Rewrite the records below from the line with "Could you point at the sky" to the line with "<point>109,217</point>", keeping the requests, and add -81 to every coordinate in the answers.
-*-*-
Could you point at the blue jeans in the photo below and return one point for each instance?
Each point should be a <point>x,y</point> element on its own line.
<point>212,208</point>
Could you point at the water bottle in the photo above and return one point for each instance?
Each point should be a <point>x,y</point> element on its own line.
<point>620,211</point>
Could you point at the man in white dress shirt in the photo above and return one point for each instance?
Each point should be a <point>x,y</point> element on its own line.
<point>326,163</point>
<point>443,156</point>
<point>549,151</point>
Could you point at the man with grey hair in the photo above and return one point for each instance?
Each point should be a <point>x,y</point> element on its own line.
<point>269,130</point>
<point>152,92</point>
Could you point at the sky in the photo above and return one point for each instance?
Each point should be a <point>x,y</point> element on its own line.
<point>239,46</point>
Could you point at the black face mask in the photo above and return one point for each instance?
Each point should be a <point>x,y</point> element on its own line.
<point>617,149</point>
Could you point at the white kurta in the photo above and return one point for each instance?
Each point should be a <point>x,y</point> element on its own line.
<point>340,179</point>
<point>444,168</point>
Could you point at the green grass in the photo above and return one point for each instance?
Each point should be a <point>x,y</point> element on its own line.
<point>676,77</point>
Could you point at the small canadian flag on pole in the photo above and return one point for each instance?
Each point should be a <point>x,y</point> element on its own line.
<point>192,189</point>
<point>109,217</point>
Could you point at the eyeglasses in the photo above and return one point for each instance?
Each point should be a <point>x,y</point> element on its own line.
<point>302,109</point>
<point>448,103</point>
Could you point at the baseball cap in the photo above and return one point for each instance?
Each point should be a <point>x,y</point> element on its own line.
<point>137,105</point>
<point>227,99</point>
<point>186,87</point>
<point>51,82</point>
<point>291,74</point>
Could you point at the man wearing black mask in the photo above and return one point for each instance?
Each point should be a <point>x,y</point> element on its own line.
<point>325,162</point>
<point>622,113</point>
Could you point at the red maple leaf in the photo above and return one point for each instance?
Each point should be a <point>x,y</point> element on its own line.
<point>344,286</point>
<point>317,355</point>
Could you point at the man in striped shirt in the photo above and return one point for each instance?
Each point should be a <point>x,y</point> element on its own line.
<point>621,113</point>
-*-*-
■ **EXERCISE OUTPUT**
Could you point at the sky in the photo above and return one point for each instance?
Each point should be a <point>x,y</point> element on its own line.
<point>158,-35</point>
Could you point at the black face mask in the photo above and return one point for each instance?
Each point should be a <point>x,y</point> element on its own line.
<point>536,68</point>
Could you point at the white kurta in the photo above and return one point for each instance?
Each point should be a <point>x,y</point> element on its own line.
<point>259,98</point>
<point>363,87</point>
Could you point at the green grass in the photo above and return one point for each instance?
Each point should be a <point>x,y</point> element on its own line.
<point>595,-4</point>
Could you point at the small canadian flag on pole in the photo above and return one point for each instance?
Each point should be a <point>x,y</point> element on its own line.
<point>111,108</point>
<point>28,136</point>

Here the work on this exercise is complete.